[Recorded information Boundary: Start]

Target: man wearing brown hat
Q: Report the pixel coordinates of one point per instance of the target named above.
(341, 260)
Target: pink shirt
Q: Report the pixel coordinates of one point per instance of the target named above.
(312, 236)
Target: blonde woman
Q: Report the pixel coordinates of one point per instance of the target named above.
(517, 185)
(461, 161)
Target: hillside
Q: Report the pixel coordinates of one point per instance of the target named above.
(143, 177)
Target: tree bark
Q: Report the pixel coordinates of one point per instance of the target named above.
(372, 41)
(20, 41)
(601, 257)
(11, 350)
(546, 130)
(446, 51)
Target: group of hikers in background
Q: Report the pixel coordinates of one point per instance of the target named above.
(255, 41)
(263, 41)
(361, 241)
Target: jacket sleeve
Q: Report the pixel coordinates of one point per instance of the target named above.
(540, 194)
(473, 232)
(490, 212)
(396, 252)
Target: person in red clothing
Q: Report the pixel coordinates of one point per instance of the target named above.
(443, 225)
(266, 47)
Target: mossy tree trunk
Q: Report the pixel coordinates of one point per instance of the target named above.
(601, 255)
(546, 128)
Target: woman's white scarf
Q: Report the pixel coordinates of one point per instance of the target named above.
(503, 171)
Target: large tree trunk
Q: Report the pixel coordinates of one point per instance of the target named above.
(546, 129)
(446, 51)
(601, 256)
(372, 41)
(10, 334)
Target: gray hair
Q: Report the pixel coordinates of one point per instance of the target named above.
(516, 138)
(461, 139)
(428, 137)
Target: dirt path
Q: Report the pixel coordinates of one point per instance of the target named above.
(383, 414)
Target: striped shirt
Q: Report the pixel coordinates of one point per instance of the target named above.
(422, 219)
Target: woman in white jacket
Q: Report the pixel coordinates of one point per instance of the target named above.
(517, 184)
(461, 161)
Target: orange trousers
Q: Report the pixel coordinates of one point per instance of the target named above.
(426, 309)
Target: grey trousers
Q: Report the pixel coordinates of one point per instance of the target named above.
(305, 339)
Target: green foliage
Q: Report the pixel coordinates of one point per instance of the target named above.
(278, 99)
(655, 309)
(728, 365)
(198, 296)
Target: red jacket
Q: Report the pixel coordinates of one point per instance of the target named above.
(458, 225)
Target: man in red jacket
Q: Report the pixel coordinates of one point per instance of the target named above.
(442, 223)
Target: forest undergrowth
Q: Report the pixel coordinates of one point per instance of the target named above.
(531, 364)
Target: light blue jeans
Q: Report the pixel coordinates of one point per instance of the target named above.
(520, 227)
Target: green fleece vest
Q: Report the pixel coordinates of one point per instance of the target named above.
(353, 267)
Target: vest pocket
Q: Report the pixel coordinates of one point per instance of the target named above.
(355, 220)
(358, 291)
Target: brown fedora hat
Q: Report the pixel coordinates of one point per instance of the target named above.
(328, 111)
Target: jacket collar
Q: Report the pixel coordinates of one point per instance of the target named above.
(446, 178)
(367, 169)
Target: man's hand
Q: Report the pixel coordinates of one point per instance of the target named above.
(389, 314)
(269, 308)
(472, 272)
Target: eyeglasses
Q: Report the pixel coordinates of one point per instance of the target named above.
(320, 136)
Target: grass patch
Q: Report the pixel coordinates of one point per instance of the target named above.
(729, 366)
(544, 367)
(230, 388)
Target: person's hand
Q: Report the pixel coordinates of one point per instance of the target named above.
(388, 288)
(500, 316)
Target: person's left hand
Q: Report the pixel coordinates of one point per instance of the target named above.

[Recorded information Boundary: End]

[Activity]:
Whenever a line of the data above includes the word "tree", copy that line.

[Worked solution]:
Target: tree bark
Target: mossy tree trunk
Target: large tree trunk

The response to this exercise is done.